[Image object location entries]
────────────────────────────────────────
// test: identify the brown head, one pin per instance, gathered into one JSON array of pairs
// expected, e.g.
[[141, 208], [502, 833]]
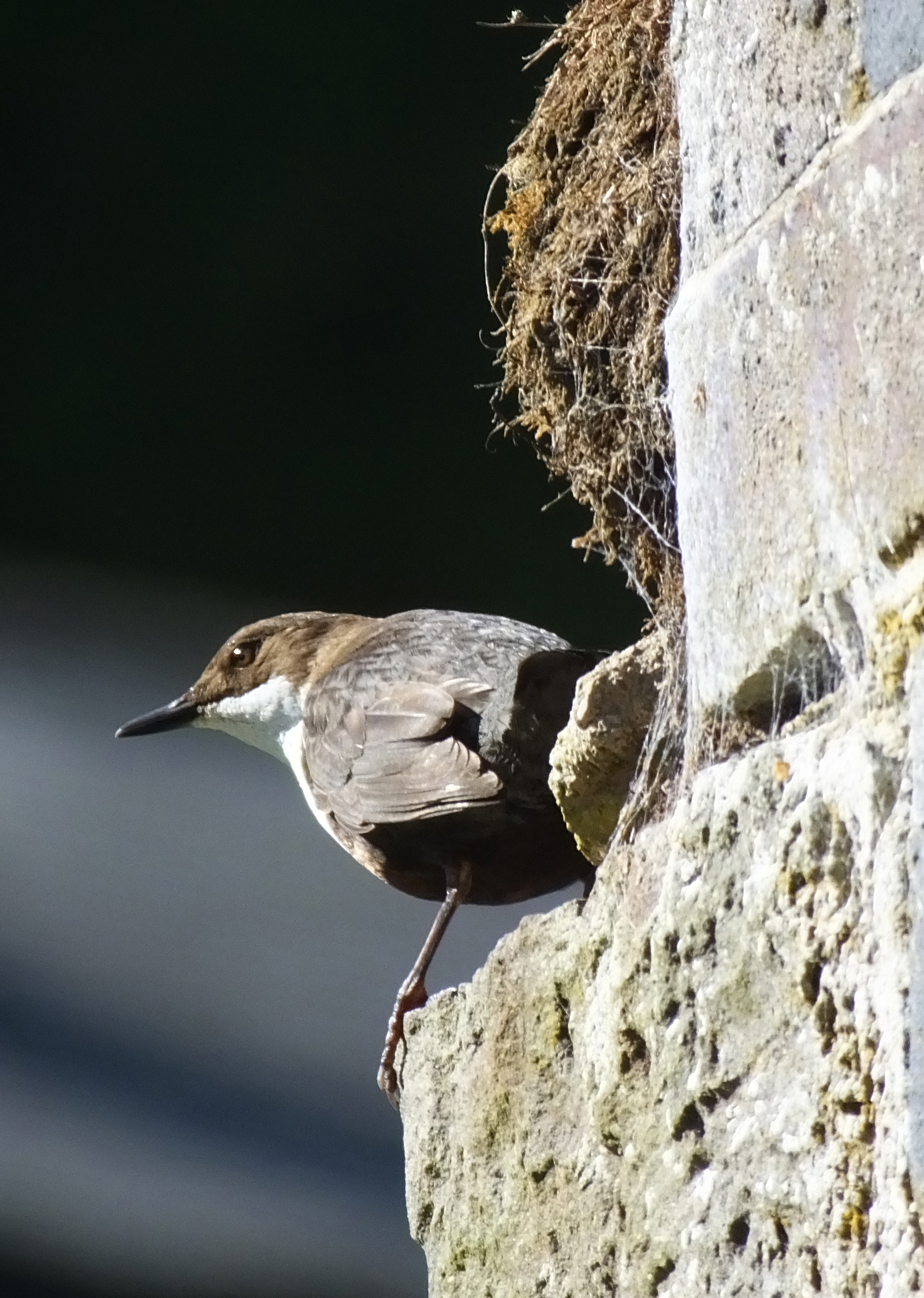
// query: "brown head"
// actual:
[[254, 682]]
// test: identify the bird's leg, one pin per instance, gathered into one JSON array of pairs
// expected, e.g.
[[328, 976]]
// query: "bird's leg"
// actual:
[[413, 994]]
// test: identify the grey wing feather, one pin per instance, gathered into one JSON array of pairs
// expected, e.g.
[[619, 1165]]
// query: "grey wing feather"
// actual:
[[397, 763]]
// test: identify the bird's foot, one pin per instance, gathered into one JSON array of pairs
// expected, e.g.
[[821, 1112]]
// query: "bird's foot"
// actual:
[[412, 996]]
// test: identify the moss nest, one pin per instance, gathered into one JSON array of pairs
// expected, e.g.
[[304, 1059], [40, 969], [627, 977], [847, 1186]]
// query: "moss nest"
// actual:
[[591, 217]]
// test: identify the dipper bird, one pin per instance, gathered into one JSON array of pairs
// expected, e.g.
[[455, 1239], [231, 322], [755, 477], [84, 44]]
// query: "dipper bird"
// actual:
[[421, 743]]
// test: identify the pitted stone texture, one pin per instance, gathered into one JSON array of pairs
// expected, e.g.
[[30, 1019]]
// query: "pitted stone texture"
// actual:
[[797, 395], [596, 756], [711, 1097], [762, 87]]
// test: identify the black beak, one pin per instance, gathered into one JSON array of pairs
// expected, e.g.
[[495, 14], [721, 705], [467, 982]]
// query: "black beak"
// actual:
[[181, 712]]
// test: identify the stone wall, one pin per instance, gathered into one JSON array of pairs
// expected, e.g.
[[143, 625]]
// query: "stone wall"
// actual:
[[709, 1078]]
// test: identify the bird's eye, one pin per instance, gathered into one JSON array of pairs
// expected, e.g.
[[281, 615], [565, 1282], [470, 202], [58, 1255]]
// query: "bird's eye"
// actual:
[[242, 656]]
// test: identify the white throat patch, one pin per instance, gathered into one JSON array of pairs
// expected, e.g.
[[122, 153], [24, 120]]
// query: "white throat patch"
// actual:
[[263, 717]]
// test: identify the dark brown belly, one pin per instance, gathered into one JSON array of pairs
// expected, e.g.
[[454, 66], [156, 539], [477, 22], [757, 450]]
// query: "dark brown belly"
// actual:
[[513, 854]]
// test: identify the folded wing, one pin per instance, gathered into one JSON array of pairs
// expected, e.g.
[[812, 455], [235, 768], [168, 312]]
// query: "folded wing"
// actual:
[[397, 758]]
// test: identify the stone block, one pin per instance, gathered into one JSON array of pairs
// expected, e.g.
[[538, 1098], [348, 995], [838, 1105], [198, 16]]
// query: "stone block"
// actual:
[[597, 753], [704, 1096], [797, 395], [761, 88]]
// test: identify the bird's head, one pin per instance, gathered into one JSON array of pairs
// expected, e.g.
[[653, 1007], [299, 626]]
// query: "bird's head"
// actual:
[[254, 686]]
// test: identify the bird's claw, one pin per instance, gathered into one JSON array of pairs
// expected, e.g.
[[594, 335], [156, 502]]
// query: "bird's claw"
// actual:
[[412, 996]]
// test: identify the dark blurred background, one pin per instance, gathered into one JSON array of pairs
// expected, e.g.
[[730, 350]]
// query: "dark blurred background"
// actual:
[[244, 360]]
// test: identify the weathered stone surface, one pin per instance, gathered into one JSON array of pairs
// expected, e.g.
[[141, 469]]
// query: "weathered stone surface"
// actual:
[[597, 753], [761, 88], [797, 392], [707, 1097]]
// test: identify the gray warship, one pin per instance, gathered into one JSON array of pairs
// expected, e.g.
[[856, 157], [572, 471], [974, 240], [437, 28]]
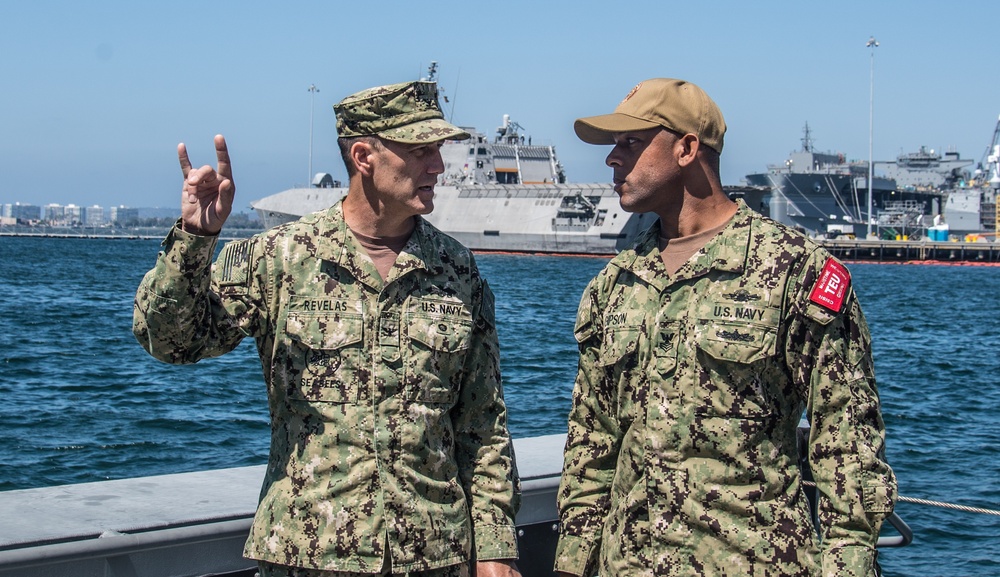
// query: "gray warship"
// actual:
[[823, 194], [503, 194]]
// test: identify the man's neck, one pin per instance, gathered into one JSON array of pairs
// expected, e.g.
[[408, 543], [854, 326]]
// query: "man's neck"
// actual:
[[697, 215], [372, 221]]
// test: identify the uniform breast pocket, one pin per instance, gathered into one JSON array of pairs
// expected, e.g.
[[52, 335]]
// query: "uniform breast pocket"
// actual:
[[736, 361], [325, 351], [436, 353]]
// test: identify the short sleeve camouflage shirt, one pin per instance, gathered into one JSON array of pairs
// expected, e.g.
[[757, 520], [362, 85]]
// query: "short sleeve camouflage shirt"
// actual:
[[389, 435], [681, 455]]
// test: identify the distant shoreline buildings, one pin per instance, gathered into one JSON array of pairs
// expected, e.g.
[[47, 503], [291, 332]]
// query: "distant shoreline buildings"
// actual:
[[71, 215]]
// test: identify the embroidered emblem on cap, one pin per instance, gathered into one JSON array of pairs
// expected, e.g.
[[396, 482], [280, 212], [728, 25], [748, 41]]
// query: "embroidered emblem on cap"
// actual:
[[631, 92], [832, 286]]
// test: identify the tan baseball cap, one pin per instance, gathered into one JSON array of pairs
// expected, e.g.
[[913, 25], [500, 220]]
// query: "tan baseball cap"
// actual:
[[673, 104], [408, 112]]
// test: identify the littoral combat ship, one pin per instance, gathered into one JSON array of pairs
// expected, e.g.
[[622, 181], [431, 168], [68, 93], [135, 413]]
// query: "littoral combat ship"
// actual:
[[500, 195]]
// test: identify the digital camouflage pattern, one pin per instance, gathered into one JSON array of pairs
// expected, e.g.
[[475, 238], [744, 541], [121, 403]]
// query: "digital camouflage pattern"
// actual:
[[388, 426], [681, 454], [408, 112]]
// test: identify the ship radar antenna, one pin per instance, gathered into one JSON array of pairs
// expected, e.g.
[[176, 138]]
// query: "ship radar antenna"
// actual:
[[432, 77], [806, 139]]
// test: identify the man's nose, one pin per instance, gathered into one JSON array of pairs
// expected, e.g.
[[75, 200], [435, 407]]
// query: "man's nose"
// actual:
[[436, 163], [613, 159]]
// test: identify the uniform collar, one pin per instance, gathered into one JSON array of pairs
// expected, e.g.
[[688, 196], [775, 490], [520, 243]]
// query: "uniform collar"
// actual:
[[728, 251]]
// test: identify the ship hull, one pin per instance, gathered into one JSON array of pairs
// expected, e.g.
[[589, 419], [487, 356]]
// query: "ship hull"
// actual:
[[584, 219], [818, 203]]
────────────────────────────────────────
[Aim of the exercise] Rescale the stretch from the start of the listing through the line containing "[[591, 217]]", both ends included, by multiplying every coordinate in the answers by 0.55 and rounding to whole numbers, with halves rounded up. Reproduce all those lines, requests included, leaving the requests and their sample coordinates unchanged and the pictures out.

[Correct response]
// test: identify the brown head, one pin per instance, gathered into one JSON array of pairs
// expected, e.g.
[[141, 208], [502, 833]]
// query: "brown head"
// actual:
[[140, 375]]
// test: identify the bird's leg, one pin per instance, gathered into one JSON array of pairs
// expected, e.g.
[[328, 976]]
// query: "bird's leg"
// actual:
[[227, 547]]
// test: identify the grey wing feather, one pin per instance, gathered into one JSON array of pairs
// expected, e.g.
[[619, 1165]]
// query: "grey wing feather"
// actual:
[[218, 420]]
// test: identify the bird's foot, one pin per instance, gathered into one JSON array of pairs
// expected, e.g.
[[821, 1112]]
// query: "bird's foot"
// actual:
[[227, 548]]
// test: identify the moss nest, one pin per instance, gathered into one JSON array of pairs
// expected, e.g.
[[304, 1059], [40, 969], [627, 977], [847, 1186]]
// query: "moss nest"
// actual:
[[325, 119]]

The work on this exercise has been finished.